**Problem to solve:** Reproduce the records below in full and exactly, without their images.

**Exercise data:**
┌────────

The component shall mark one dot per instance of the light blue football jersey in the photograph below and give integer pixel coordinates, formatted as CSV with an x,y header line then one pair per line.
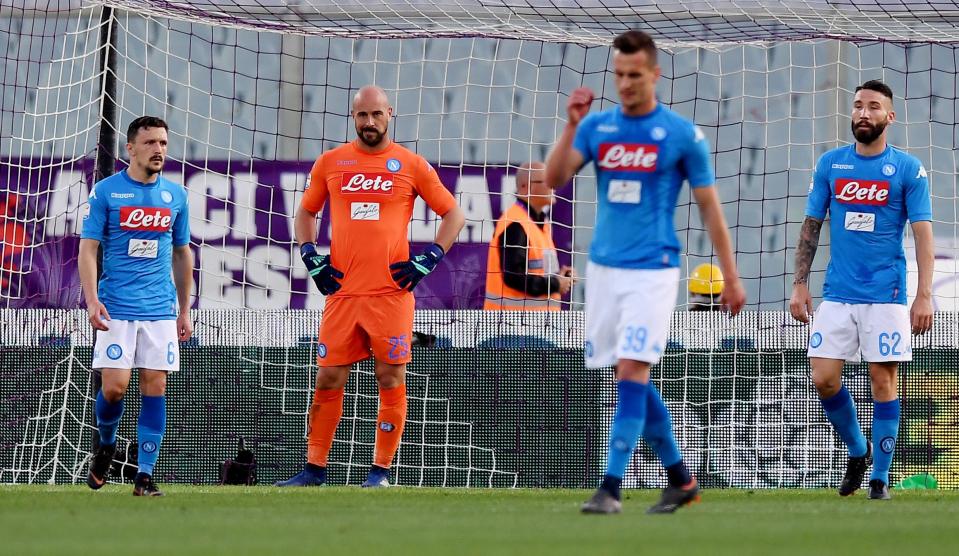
x,y
869,199
137,225
641,163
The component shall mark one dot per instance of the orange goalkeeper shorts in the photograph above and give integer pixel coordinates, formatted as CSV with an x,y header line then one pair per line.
x,y
352,327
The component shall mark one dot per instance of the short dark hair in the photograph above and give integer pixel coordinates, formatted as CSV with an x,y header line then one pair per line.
x,y
878,86
635,41
144,122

└────────

**Answer box:**
The component shall mark one dot per instance of the light blue football jersey in the photograph below and give integer pixel coordinates, formatted as CSV with an x,y header line then one pair per line.
x,y
869,199
137,225
641,163
The component shall mark one dot per instance of the orange goalkeeper shorts in the photograph above and give integer pixel coordinates, formatted as CSV with an x,y header line then one pair per line.
x,y
352,327
The component shall mark one dot per instance of the short dark hair in the photograph above and give integer pixel coordinates, formatted as CSV with an x,y header line then one pair per line.
x,y
878,86
635,41
144,122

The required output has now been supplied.